■ **WRITTEN INSTRUCTION**:
Print all of the data below word for word, keeping every line unchanged.

[Some records]
## start

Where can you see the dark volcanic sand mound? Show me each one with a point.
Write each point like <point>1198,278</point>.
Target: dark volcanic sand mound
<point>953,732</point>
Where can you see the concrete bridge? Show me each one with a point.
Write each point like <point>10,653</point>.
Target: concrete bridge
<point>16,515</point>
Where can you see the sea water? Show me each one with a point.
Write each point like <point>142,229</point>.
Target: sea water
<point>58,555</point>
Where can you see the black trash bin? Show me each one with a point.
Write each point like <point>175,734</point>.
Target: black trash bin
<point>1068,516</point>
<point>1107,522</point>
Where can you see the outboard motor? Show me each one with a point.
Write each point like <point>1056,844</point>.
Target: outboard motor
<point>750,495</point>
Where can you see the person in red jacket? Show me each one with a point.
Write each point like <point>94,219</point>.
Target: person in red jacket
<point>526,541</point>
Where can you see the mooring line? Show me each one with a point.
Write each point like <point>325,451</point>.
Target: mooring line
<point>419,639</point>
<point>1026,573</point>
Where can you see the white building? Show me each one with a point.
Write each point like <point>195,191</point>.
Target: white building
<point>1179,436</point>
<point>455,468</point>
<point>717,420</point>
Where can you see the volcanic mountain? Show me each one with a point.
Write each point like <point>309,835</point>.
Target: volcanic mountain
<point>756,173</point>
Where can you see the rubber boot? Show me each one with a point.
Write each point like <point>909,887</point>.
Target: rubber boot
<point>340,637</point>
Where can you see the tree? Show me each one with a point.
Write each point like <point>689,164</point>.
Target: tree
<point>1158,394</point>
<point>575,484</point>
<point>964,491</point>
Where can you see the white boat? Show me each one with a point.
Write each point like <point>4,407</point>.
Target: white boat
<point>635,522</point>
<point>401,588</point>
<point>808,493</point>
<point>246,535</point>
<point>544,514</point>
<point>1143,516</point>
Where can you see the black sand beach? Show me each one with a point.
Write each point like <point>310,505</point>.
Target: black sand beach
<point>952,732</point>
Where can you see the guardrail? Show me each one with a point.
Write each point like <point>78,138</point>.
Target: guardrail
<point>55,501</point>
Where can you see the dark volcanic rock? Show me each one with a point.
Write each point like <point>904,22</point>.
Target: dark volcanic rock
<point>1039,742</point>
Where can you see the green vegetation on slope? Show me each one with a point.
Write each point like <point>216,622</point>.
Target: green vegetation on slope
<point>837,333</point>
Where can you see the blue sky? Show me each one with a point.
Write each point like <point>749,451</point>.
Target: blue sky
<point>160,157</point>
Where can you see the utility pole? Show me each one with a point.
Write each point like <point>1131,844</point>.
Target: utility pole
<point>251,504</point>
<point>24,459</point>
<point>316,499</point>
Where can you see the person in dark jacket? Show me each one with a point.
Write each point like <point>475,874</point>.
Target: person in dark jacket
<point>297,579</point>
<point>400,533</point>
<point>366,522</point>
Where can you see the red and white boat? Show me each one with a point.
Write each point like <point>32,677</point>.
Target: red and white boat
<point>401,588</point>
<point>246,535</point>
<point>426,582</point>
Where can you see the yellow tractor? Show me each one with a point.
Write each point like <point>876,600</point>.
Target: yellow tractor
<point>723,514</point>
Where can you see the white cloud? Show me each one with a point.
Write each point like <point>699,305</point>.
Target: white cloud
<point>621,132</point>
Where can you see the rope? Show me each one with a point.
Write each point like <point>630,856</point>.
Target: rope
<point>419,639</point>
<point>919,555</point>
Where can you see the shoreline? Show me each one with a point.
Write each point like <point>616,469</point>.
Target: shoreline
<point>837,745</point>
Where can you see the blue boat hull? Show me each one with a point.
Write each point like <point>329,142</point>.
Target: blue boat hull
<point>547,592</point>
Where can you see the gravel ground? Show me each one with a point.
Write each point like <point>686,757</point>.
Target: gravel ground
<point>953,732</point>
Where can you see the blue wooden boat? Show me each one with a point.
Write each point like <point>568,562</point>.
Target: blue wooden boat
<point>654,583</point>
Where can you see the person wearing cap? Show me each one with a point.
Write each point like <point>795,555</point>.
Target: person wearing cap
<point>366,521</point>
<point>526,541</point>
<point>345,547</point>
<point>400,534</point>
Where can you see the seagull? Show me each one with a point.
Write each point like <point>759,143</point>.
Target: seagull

## end

■ **SOLUTION FOR THIS TASK**:
Where can you see the dark volcanic sand mound? Show me each one with a point.
Write each point like <point>1198,278</point>.
Target: dark volcanic sand mound
<point>953,732</point>
Where can you see the concrete bridge? Show me each one with a point.
Write each point like <point>10,653</point>.
Target: concrete bridge
<point>16,515</point>
Where can you see the sea water? Show me each one with a point.
Write each point like <point>142,229</point>.
Target: sea water
<point>58,555</point>
Where can you see the black trash bin? Show me each one with a point.
Write each point like <point>175,734</point>.
Target: black trash bin
<point>1068,516</point>
<point>1107,522</point>
Where can you see the outboard motor? Show me each one with a point.
Write each point like <point>1056,844</point>.
Target: outboard motor
<point>750,495</point>
Where can you see the person in red jacket? Show me each one with a point.
Write each point like <point>94,219</point>.
Target: person in red jacket
<point>526,541</point>
Where can you see the mooring line? Show me each one with a point.
Write each point like <point>325,451</point>.
Target: mooring line
<point>419,639</point>
<point>1026,573</point>
Where can you see the white building? Show me each one with a point.
Write each point like <point>195,191</point>.
Target: white building
<point>1179,436</point>
<point>455,468</point>
<point>717,420</point>
Where can you see the volcanic mountain? Show me each one with a point.
Write each point like <point>309,835</point>.
Target: volcanic mountain
<point>756,173</point>
Where can you see the rubber boot? Show me each one with a point.
Write each point like <point>909,887</point>.
Target: rubber boot
<point>340,637</point>
Where can you see the tree? Show me each one with a point.
Write each point like <point>689,164</point>.
Target: tree
<point>1158,394</point>
<point>575,484</point>
<point>964,491</point>
Where can you see the white boat? Show me each one with a point.
Write each point like <point>4,407</point>.
Target: white boat
<point>635,522</point>
<point>401,588</point>
<point>808,493</point>
<point>246,535</point>
<point>544,514</point>
<point>1143,516</point>
Where can you see the black sand beach? Show me each one with a point.
Write each point like <point>310,505</point>.
Target: black sand beach
<point>952,732</point>
Where can you see the guardrail? Show me each one with a point.
Write each point like <point>78,138</point>.
Target: guardrail
<point>55,501</point>
Where can you see the dark volcanic rock? Show me each one with a point.
Write each point like <point>904,22</point>.
Target: dark volcanic rock
<point>1039,742</point>
Where can you see the green vegetation on slope? Show me each one with a point.
Write each point like <point>216,622</point>.
Target: green vegetation on slope
<point>837,333</point>
Where can you see the blue sky? Show me each one with a point.
Write each point like <point>749,451</point>.
Target: blue sky
<point>160,157</point>
Where can you see the utility pole? Show me each one with a point.
Write each point like <point>1131,844</point>.
Target: utility pole
<point>251,504</point>
<point>24,459</point>
<point>316,499</point>
Where can you see the person in dark jacket? Show me each one with a point.
Write each point like <point>475,874</point>.
Target: person in dark jacket
<point>297,579</point>
<point>400,533</point>
<point>366,522</point>
Where can you see the red and white boat? Show me each one with a point.
Write each point like <point>32,677</point>.
Target: red and white boat
<point>401,588</point>
<point>246,535</point>
<point>426,582</point>
Where can you see the yellow tractor? Show me each one with a point.
Write each point like <point>876,600</point>.
Target: yellow tractor
<point>723,514</point>
Where can you see the white cloud? Show me each one with a point.
Write each point like <point>699,305</point>.
Target: white cloud
<point>621,132</point>
Where can you see the rope? Show me each one with a point.
Write each point like <point>630,856</point>.
Target: rope
<point>419,639</point>
<point>919,555</point>
Where can you see the shoreline? Show me each one with a point.
Write each point like <point>616,469</point>.
Target: shoreline
<point>837,745</point>
Where can you see the blue boat hull? Show me each one with a point.
Write each point like <point>329,142</point>.
Target: blue boat hull
<point>547,592</point>
Where can you see the gravel ground? Show me each one with a point.
Write each point like <point>686,757</point>.
Target: gravel ground
<point>953,732</point>
Where can you see the blue wooden boat? Show me each one with a point.
Write each point like <point>568,562</point>.
Target: blue wooden boat
<point>654,583</point>
Where can you see the person wearing cap? Show me each one with a point.
Write each point like <point>795,555</point>.
Target: person wearing cap
<point>366,521</point>
<point>526,541</point>
<point>345,547</point>
<point>400,534</point>
Where can you see the seagull? Show me each one with a point.
Write each point like <point>759,143</point>.
Target: seagull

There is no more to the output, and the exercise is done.